**** DATA FOR PROCESSING
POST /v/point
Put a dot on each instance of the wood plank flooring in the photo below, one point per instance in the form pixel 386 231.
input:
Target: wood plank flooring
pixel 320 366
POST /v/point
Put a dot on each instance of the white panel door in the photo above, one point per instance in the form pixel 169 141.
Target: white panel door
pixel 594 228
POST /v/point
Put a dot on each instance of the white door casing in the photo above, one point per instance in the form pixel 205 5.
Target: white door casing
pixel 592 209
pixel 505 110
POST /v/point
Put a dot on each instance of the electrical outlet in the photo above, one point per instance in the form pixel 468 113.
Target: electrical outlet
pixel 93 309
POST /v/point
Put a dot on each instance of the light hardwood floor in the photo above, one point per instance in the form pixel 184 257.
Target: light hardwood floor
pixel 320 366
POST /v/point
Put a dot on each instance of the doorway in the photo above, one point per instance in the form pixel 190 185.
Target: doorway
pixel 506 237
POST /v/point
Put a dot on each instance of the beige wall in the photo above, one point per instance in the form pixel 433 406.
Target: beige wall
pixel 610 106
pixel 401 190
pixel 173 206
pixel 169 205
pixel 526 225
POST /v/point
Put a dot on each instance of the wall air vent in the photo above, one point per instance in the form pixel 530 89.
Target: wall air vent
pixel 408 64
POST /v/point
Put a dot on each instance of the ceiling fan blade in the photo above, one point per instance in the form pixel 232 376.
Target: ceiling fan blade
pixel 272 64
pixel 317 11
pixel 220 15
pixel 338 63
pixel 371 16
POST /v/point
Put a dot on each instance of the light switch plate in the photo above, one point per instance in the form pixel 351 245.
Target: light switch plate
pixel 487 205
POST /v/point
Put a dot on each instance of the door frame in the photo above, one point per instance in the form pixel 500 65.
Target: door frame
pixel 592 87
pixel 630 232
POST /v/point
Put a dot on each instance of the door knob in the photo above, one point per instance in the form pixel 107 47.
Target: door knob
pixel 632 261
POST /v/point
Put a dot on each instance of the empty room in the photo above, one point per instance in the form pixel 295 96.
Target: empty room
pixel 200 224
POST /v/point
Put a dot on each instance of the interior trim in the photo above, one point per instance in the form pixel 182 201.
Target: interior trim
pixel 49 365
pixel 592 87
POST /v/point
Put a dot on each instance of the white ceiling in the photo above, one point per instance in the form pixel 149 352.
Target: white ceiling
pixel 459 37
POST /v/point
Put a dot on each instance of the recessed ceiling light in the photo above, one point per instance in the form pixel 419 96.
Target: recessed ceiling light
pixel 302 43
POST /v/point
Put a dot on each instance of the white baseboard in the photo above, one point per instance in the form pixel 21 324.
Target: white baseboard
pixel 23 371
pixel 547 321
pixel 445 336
********
**** DATA FOR PROCESSING
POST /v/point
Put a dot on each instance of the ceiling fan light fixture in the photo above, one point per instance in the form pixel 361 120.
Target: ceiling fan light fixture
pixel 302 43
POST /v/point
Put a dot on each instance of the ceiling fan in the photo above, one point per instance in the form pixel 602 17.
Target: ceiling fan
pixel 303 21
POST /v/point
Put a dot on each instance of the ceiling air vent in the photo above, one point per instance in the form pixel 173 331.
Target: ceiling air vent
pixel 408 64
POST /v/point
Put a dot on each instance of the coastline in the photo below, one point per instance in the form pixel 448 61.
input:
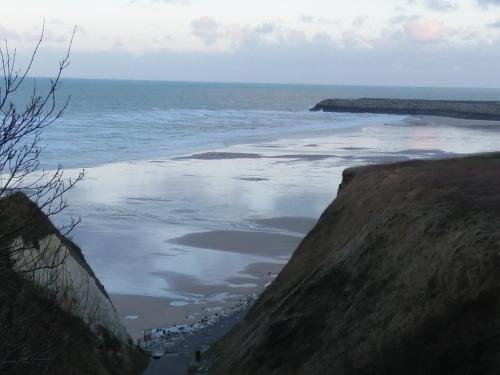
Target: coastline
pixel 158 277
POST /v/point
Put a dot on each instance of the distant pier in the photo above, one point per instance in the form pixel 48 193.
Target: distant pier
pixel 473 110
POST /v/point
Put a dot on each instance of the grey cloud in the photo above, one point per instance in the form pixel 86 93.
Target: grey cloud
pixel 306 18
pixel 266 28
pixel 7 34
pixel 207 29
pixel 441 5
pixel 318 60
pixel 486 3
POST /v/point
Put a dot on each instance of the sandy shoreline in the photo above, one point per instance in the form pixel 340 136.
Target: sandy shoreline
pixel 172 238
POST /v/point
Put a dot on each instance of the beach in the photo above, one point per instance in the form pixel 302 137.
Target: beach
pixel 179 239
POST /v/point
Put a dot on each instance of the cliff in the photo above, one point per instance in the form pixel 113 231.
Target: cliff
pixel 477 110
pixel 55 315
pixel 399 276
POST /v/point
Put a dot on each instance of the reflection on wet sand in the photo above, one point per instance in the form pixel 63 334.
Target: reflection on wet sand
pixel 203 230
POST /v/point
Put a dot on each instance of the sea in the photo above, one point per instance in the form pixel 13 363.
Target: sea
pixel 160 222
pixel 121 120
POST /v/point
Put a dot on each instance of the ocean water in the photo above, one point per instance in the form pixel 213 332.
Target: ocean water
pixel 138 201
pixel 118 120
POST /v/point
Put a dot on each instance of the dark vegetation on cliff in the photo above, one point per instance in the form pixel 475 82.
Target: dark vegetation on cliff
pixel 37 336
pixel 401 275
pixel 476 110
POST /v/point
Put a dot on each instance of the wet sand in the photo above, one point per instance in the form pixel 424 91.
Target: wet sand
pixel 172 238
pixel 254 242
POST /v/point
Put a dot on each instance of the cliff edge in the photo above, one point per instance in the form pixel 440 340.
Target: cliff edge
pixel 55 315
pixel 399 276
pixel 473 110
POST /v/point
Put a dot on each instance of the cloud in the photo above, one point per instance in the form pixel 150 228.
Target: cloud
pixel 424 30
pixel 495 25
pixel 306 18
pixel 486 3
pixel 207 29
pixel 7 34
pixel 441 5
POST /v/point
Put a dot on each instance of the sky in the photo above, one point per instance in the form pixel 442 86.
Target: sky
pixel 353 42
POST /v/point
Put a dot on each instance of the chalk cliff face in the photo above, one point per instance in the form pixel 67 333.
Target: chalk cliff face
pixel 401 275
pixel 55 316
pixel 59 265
********
### EXERCISE DESCRIPTION
Count the lines in the records above that contain the word "grey" and give only that number.

### RESULT
2